TASKS:
A: In the forum thread, what does the last post say the hunting tax goes to besides enforcement?
B: Please repeat the portion of the forum thread between "you know if" and "noticably dead zone.", inclusive.

SOURCE DOCUMENT:

++++++++

I follow the laws as best as I can, meaning I try to be knoledgable and dont intentionaly break any laws. I expect everyone else do the same. 

you know if I was so intentioned I have no doubt that I could be very succesfull violating, so succesfull in fact Im sure the nieghbors would notice an absance of said animals, a few guys like me in a close area could create a very noticably dead zone. 

I dont just hunt for fun and Im not rich,I am also not always succesfull either,wich hurts. but I do follow the rules they are there for alot of reasons.


----------



## catahoula (Dec 14, 2005)

I almost poached a deer with my motorcycle right on the highway last fall, although it might be more accurate to say a deer almost poached me.

My problem, which I guess I didn't explain well enough, is the nonrefundable tax a person has to pay in order to hunt. The ridicules notion that I need to ask permission to shoot a particular animal that is looting my property. I don't have to pay a tax to kill raccoons and skunks in the chicken coop and I don't have to pay a tax to shoot coyotes in the pasture. Deer... aw forget it, I can see I'm pushing a river here.


----------



## ||Downhome|| (Jan 12, 2009)

ya I here ya on the money but if everyone could be ethical in the first place (I know a good part of the equation was ignorance and a belife that game would always be there) people cant even play by the spelled out rules for crying out load why would they follow the unwritten ones? hence the reason for the rules, so those people can be held accountable, well you need people to enforce those rules so you need money hence the tax. though that tax goes for more then just enforcement it also goes to outdoor programs and parks service, habitat improvement and lots of other stuff. so I dont mind its not that much skin off my nose. 

but even so if you play by the rules you have some say in how that goes, you can play a role in the process and influence policy and laws. 

catahoula like I said see about a damage permit (free here in the summer) you may not have to pay a cent. if washington dosnt offer damage permits there ya go first thing you can tackle.

++++++++

COLLECTED MATERIAL:
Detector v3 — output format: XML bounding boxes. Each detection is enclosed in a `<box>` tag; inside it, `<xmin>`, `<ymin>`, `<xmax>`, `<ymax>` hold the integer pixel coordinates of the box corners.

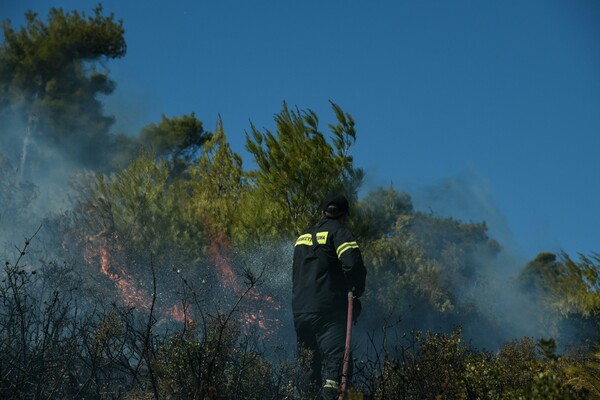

++++++++

SOLUTIONS TO THE PROBLEMS:
A: Outdoor programs, the parks service, habitat improvement and lots of other stuff.

B:
you know if I was so intentioned I have no doubt that I could be very succesfull violating, so succesfull in fact Im sure the nieghbors would notice an absance of said animals, a few guys like me in a close area could create a very noticably dead zone.